Start of Block

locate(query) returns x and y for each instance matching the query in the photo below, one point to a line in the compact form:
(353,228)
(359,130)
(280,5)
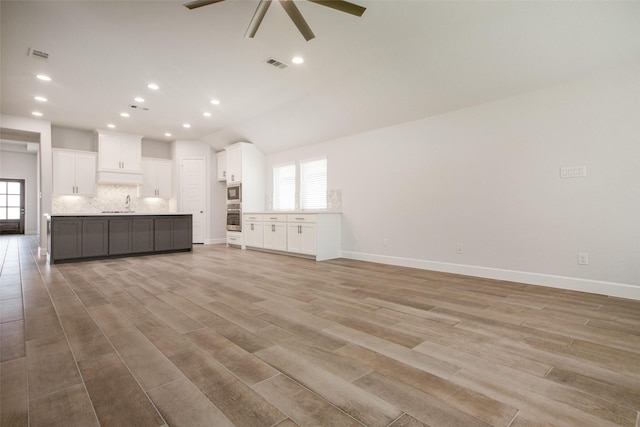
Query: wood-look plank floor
(224,337)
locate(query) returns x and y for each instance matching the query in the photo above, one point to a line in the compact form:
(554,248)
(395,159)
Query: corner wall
(45,172)
(485,181)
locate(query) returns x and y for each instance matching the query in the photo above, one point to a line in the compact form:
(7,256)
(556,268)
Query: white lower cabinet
(311,235)
(275,232)
(252,230)
(301,234)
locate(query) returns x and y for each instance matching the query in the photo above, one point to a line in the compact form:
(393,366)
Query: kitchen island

End of Block

EXERCISE DIRECTIONS. Excluding the pictures, transcribe all of the entries exactly.

EXERCISE OUTPUT.
locate(query) returns x and y for each instance matching the query in the photo below, one point to a line in the compact form:
(353,228)
(359,130)
(280,5)
Query: wood-look plank floor
(224,337)
locate(query) returns x and y for each instance matching the query in the photo above, one point to a line in the compact form:
(554,248)
(395,159)
Query: corner wall
(45,172)
(485,181)
locate(query) returns x and y for each instance matching the query in the photo above, one point to a line in the compact form:
(7,256)
(556,268)
Query: white lower cabinet
(311,235)
(275,232)
(252,230)
(301,234)
locate(query) returns x and y for each instance matching the query in the photo above, one point to a line in the compact form:
(393,366)
Query: kitchen island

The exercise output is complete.